**WHAT YOU SHOULD DO:** The full set of entries below is to be returned unchanged.

====== THE DATA

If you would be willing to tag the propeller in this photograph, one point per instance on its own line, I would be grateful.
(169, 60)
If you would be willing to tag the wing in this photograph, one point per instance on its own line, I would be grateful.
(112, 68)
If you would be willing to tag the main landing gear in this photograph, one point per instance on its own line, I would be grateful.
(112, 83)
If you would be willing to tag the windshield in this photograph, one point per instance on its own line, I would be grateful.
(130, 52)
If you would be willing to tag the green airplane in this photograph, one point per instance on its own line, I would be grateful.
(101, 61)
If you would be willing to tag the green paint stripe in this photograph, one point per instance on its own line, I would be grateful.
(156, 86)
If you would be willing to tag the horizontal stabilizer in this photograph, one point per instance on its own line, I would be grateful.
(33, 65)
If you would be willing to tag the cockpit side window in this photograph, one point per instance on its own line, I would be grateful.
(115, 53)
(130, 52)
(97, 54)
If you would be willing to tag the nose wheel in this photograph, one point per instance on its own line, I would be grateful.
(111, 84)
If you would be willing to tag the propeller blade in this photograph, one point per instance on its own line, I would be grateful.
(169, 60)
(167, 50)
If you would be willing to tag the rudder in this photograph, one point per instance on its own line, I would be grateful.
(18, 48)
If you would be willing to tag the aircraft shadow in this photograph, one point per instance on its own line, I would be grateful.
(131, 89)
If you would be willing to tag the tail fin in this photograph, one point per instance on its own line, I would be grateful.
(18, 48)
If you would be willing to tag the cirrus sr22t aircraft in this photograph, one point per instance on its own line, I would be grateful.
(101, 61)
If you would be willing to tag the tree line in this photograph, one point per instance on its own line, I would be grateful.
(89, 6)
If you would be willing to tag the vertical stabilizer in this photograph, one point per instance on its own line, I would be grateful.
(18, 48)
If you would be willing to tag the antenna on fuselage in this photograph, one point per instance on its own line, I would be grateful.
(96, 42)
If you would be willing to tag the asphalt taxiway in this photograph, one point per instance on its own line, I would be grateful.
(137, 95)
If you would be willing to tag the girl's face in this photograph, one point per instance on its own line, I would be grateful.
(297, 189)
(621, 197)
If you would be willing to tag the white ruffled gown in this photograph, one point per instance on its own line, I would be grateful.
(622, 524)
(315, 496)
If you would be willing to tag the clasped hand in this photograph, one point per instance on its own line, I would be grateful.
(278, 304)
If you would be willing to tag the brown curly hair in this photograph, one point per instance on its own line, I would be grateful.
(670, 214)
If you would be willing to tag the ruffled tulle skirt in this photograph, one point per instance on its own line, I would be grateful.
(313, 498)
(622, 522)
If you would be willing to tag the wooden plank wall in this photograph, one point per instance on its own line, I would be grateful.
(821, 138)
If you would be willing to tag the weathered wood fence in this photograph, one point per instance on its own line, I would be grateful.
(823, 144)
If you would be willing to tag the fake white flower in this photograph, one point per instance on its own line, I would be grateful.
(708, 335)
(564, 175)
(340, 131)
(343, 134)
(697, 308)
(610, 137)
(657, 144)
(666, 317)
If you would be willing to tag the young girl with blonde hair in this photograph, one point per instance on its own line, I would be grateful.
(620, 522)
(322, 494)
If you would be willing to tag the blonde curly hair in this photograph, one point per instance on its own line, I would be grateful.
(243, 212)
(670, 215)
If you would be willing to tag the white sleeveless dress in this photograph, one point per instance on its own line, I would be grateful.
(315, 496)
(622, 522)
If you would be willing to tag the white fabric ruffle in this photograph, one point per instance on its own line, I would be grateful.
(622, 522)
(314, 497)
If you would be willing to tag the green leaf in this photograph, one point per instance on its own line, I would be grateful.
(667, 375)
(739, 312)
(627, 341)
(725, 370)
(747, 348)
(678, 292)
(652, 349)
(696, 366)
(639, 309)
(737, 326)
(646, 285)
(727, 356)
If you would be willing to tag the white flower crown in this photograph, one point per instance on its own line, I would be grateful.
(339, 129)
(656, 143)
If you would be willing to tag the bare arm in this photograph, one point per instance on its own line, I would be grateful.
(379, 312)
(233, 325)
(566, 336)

============

**TASK RESPONSE:**
If you would be willing to tag the propeller in this photograph, one point per instance on its own line, I would be grateful.
(169, 60)
If you would be willing to tag the wing in this photograph, one point per instance on its own line, I would be grateful.
(112, 68)
If you would be willing to tag the main landing gear in this photograph, one point per instance on its own line, I would be grateful.
(112, 83)
If you would be willing to tag the windshield in this photograph, one point per instance on its own line, I would be grateful.
(130, 52)
If you would be willing to tag the green airplane in this photograph, one point per instance on its own line, I would be grateful.
(101, 61)
If you would be willing to tag the green paint stripe in this photograph, one point per instance on its own line, I would be grateful.
(156, 86)
If you would be willing to tag the horizontal stabilizer in this photograph, one point per instance on its own line, I would be grateful.
(33, 65)
If you would be willing to tag the cockpit side window in this photograph, one point per instance on its own line, I would be grateful.
(115, 53)
(130, 52)
(97, 54)
If you would be willing to tag the nose wheel in this photograph, one point per instance on its own line, I would be grateful.
(111, 84)
If you would be willing to tag the propeller blade in this photograph, one point per instance on its own line, I would be grateful.
(169, 60)
(167, 50)
If you would be willing to tag the rudder in this photograph, one point per instance on its own line, I would be grateful.
(18, 48)
If you would be willing to tag the aircraft shadow in this photograph, one point per instance on its own line, I would be grateful.
(131, 89)
If you would be willing to tag the tail fin in this photograph, one point per instance on its own line, I would be grateful.
(18, 48)
If you would be willing to tag the cirrus sr22t aircraft in this photograph, one point per instance on its own line, I would be grateful.
(101, 61)
If you would be willing to tag the tree line in this photograph, one point per instance on its own line, I would be grateful.
(89, 6)
If you would be willing to tag the vertical stabilizer in this photograph, one point per instance on its own line, I would be grateful.
(18, 48)
If you would be willing to tag the antenna on fuselage in this photograph, one point per instance on its own line, I would be grateful.
(96, 42)
If you would be willing to tag the asphalt taxiway in this photograph, one point per instance on its own line, I would be grateful.
(137, 95)
If you would be willing to tag the girl's face in this photograph, one point per instance on its own line, I would be grateful.
(297, 189)
(621, 197)
If you would be willing to tag the white ruffled gown in this photograph, one point per instance on its own line, I would be grateful.
(622, 524)
(315, 496)
If you would be willing to tag the clasped hand in this photograph, one point per instance on its own line, I would be grateful.
(278, 304)
If you would be willing to tag the brown curly hair in this photograph, one point per instance on its own line, I would be grateful.
(670, 214)
If you would be willing to tag the ruffled tulle skirt in this photograph, one point per instance on its own line, I would be grateful.
(313, 498)
(622, 522)
If you would be willing to tag the wooden plank wall in this photograph, one point per instance on its own line, I would be grateful.
(821, 138)
If you would be willing to tag the weathered wood fence in this photograph, one point per instance on its own line, I would be grateful.
(823, 144)
If you would be willing to tag the fake white flower in this photograph, one point per instance on its own line, I would be grateful.
(708, 335)
(564, 175)
(340, 131)
(343, 134)
(697, 308)
(610, 137)
(657, 144)
(666, 317)
If you would be willing to tag the young girl with blonde hair in this photograph, one point per instance on its own line, I would be grateful.
(620, 522)
(322, 494)
If you would be willing to tag the blonde curly hair in this photograph, one point per instance on its own line, I would be grateful.
(243, 212)
(670, 215)
If you would be willing to tag the white sleeveless dress in this photograph, one point per instance on its own line, I would be grateful.
(315, 496)
(622, 522)
If you would be willing to tag the white fabric ruffle in this photograph, one point per instance on its own line, I would be grateful.
(622, 522)
(314, 497)
If you would be willing to tag the green leaf in this photograph, one point per instance on its own line, I would be grateful.
(667, 375)
(739, 312)
(627, 341)
(725, 370)
(747, 348)
(678, 292)
(652, 349)
(696, 366)
(639, 309)
(737, 326)
(646, 285)
(727, 356)
If you would be willing to tag the white flower crown in this photograph, one point per instance on its own line, I would be grateful.
(339, 129)
(656, 143)
If you would be willing to tag the bare arm in this photograph, one point per instance on its own line, I would be grateful.
(379, 312)
(233, 325)
(566, 336)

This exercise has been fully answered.